→ HOW TO COMPLETE THIS TASK:
Copy each line below word for word and drop every image.

→ SUPPLIED DATA:
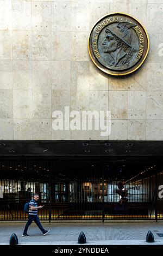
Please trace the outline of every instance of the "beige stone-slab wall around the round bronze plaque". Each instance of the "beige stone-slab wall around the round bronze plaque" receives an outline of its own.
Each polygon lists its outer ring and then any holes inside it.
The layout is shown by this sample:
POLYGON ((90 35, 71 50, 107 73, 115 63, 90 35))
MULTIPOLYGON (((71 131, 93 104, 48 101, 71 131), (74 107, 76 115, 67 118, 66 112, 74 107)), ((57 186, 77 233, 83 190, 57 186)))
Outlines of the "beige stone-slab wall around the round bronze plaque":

→ YOUR RESPONSE:
Please trace the outline of every instance of the "beige stone-slab wall around the round bronze plaque". Each instance of the "beige stone-slab wall around the round bronze plaque" receives an outline of its own.
Each polygon lists its outer ring and then any holes inside it.
The layout is shown by this sample:
POLYGON ((90 35, 71 50, 107 73, 115 63, 90 35))
MULTIPOLYGON (((71 131, 93 104, 48 101, 71 131), (74 107, 76 115, 67 118, 66 112, 74 107)), ((57 186, 77 233, 83 190, 57 186)))
Outlines of the "beige stone-slab wall around the round bronze plaque":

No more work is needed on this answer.